# FS:290 Gallon Tank



## Dustmaster (Oct 15, 2013)

I just got a brand new custom tank from Concept Aquariums. It just arrived today and the eurobrace was cracked. There are also a few scratches on one of the long lengths.
Tank is 90 x 24 x 31. Front and back panels are starphire. One side has a overflow. I will have a brand new replacement eurobrace that you can take and silicone and suddenly you have a brand new tank. Tank cost me over $3,000. Ill sell it for $1500.( Had to change price)


----------



## jbyoung00008 (May 16, 2011)

That's a beauty tank. Wish I had the room. Good luck with your sale


----------



## Dustmaster (Oct 15, 2013)

Brand new tank. Someone take it away. $1250


----------



## Dustmaster (Oct 15, 2013)

Price drop to $1000. Really need this gone.


----------



## Dustmaster (Oct 15, 2013)

bump. Have the new brace now. need this gone.


----------



## misdem (Jul 30, 2011)

Damn, I need this tank. Just don't have the ability to transport it atm.


----------



## davej (Apr 28, 2010)

misdem said:


> Damn, I need this tank. Just don't have the ability to transport it atm.


Uhaul rental and a couple of buddies?
That's how I moved my last tank purchase.

** DIRECTION **
In the tank sale thread, which panels of the tank does the seller say are starphire?

** SUPPLIED DATA **
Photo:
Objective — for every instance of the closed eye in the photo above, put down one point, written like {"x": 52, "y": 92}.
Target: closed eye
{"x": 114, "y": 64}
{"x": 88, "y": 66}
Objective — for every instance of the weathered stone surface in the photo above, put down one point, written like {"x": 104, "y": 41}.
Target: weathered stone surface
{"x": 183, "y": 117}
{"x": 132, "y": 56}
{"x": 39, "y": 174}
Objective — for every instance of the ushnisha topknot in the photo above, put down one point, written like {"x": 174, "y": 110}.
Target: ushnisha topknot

** TASK ANSWER **
The front and back panels.